Eutanásia – Editorial dos Anais da AMM – 1998

    Data de publicação: 01/12/1998

    EDITORIAL: EUTANÁSIA

    Eutanásia significa morte digna, sem dor e em paz. É, na realidade, a esperança de todo ser humano. Essa questão foi suscitada por Bacon no século XVII e ainda preocupa a classe médica. Octaviano de Almeida a considera como um problema que envolve ao máximo a responsabilidade do médico. Muitas vezes o médico enfrenta situações angustiosas perante pacientes em estado terminal e mantidos vivos por medidas denominadas de “suporte”. Desligar os aparelhos levaria à morte. Teria o médico o direito de tomar essa decisão? Manter os aparelhos ligados significaria a continuidade de uma vida vegetativa. Essa decisão seria a acertada? Na primeira situação, se mandar desligar os aparelhos, correrá o risco de ser acusado de homicídio ou descuido. Na outra, deixando o paciente em vida vegetativa, poderá ser visto como interessado em aumentar seus honorários.

### Trechos do material:
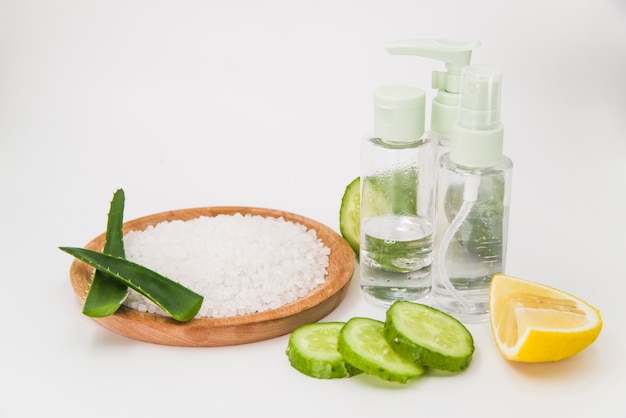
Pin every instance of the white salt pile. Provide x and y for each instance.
(241, 264)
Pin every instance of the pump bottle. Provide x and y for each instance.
(398, 166)
(455, 55)
(473, 197)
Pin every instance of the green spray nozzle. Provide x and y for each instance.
(456, 55)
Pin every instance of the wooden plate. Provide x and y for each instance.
(207, 332)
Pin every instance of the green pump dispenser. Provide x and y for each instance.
(456, 55)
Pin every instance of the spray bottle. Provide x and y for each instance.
(455, 55)
(473, 196)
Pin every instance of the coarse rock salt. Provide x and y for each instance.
(241, 264)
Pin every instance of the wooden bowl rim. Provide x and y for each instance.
(339, 274)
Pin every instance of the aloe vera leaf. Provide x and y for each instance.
(178, 301)
(106, 294)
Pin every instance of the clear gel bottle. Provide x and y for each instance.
(473, 196)
(397, 200)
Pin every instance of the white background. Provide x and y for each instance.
(264, 103)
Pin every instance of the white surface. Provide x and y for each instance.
(264, 103)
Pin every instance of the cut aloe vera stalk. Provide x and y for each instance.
(106, 294)
(175, 299)
(362, 343)
(312, 350)
(428, 337)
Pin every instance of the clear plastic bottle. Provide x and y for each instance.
(473, 197)
(397, 200)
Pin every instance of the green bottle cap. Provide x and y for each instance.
(477, 134)
(455, 55)
(399, 113)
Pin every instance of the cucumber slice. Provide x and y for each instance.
(428, 337)
(312, 350)
(362, 343)
(350, 214)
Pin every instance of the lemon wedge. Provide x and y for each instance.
(533, 323)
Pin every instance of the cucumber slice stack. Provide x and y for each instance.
(413, 339)
(312, 350)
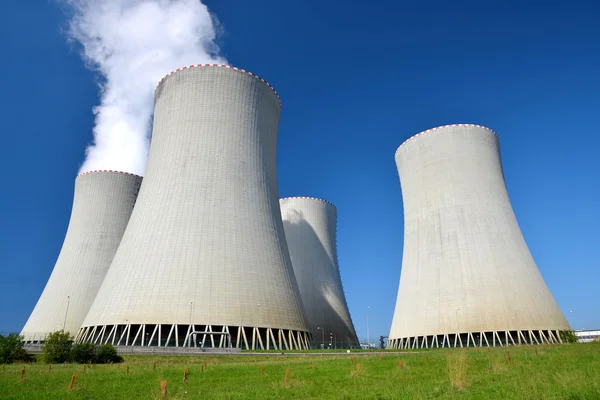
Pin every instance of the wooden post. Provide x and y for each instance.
(73, 380)
(163, 389)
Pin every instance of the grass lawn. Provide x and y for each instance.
(554, 372)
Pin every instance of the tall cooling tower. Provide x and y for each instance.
(204, 260)
(101, 209)
(467, 277)
(310, 231)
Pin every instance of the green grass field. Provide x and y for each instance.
(554, 372)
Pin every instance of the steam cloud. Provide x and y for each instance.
(132, 44)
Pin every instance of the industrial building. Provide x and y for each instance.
(102, 205)
(588, 335)
(467, 278)
(310, 230)
(204, 262)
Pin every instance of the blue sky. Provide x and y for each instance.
(355, 82)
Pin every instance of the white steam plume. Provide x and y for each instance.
(132, 44)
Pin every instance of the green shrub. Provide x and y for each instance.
(84, 353)
(11, 349)
(568, 337)
(107, 353)
(57, 347)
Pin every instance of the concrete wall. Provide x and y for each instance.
(102, 205)
(466, 266)
(310, 231)
(205, 243)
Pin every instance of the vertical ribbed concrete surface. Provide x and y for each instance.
(205, 249)
(102, 205)
(466, 267)
(310, 230)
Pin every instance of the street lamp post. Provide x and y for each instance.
(571, 319)
(368, 337)
(322, 336)
(457, 325)
(66, 312)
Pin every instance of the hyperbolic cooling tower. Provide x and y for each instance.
(310, 231)
(466, 268)
(204, 260)
(102, 206)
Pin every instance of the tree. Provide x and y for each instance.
(568, 337)
(84, 353)
(57, 347)
(11, 349)
(107, 353)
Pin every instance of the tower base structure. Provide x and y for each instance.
(477, 339)
(197, 336)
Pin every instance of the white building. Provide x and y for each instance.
(310, 230)
(589, 335)
(102, 205)
(468, 278)
(204, 258)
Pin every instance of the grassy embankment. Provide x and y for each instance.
(552, 372)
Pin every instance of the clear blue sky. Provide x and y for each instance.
(355, 81)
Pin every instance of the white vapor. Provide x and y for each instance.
(132, 44)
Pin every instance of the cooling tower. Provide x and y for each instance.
(467, 276)
(102, 206)
(310, 231)
(204, 260)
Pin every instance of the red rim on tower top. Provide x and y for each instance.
(442, 127)
(222, 66)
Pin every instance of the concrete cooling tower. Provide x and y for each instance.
(204, 260)
(310, 231)
(467, 276)
(101, 209)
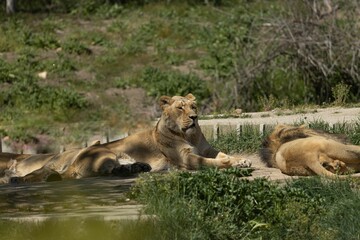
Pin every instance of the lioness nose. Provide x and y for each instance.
(193, 116)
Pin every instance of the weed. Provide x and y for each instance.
(340, 93)
(157, 83)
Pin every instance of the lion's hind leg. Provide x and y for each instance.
(319, 165)
(234, 161)
(131, 169)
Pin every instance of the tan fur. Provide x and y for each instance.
(91, 161)
(303, 151)
(176, 140)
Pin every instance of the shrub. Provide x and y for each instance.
(157, 83)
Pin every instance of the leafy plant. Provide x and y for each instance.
(157, 83)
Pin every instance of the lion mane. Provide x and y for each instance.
(298, 150)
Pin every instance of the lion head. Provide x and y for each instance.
(179, 113)
(285, 133)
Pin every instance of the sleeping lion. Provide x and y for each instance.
(175, 141)
(297, 150)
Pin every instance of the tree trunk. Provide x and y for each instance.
(10, 6)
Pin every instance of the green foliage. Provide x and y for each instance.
(249, 140)
(340, 93)
(218, 204)
(157, 83)
(75, 46)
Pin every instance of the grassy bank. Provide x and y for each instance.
(214, 204)
(102, 64)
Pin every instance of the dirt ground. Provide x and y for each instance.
(106, 197)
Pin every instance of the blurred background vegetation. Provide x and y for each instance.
(77, 68)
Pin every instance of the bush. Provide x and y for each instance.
(218, 204)
(157, 83)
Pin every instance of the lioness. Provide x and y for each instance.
(302, 151)
(176, 140)
(94, 160)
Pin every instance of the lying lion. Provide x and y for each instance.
(91, 161)
(176, 141)
(302, 151)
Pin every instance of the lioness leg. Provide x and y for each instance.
(314, 162)
(131, 169)
(41, 175)
(191, 160)
(235, 161)
(332, 165)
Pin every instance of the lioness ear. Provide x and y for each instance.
(190, 97)
(165, 101)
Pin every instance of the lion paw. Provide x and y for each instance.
(243, 163)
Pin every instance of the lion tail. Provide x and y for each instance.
(266, 153)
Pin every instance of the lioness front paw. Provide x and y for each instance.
(243, 163)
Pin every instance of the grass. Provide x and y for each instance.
(87, 48)
(213, 204)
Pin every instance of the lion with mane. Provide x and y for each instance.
(176, 141)
(298, 150)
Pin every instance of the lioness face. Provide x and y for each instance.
(180, 112)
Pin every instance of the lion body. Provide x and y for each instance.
(304, 152)
(176, 141)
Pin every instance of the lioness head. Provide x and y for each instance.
(179, 113)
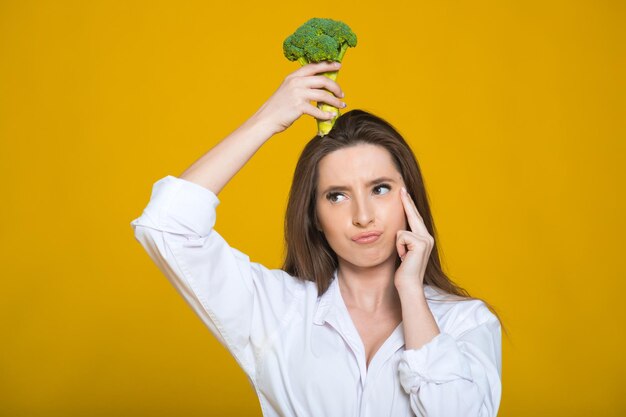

### Problemas a resolver:
1 > Transcreva do editorial sobre eutanásia o trecho que vai de "EDITORIAL: EUTANÁSIA" a "aumentar seus honorários.".
2 > Responda, com base no editorial sobre eutanásia:
(a) Quem suscitou a questão da eutanásia no século XVII?
(b) Segundo Octaviano de Almeida, o que a eutanásia envolve ao máximo?
(c) De que o médico corre o risco de ser acusado caso mande desligar os aparelhos?

### Respostas esperadas:
1 >
EDITORIAL: EUTANÁSIA

    Eutanásia significa morte digna, sem dor e em paz. É, na realidade, a esperança de todo ser humano. Essa questão foi suscitada por Bacon no século XVII e ainda preocupa a classe médica. Octaviano de Almeida a considera como um problema que envolve ao máximo a responsabilidade do médico. Muitas vezes o médico enfrenta situações angustiosas perante pacientes em estado terminal e mantidos vivos por medidas denominadas de “suporte”. Desligar os aparelhos levaria à morte. Teria o médico o direito de tomar essa decisão? Manter os aparelhos ligados significaria a continuidade de uma vida vegetativa. Essa decisão seria a acertada? Na primeira situação, se mandar desligar os aparelhos, correrá o risco de ser acusado de homicídio ou descuido. Na outra, deixando o paciente em vida vegetativa, poderá ser visto como interessado em aumentar seus honorários.

2 >
(a) Bacon.
(b) A responsabilidade do médico.
(c) De homicídio ou descuido.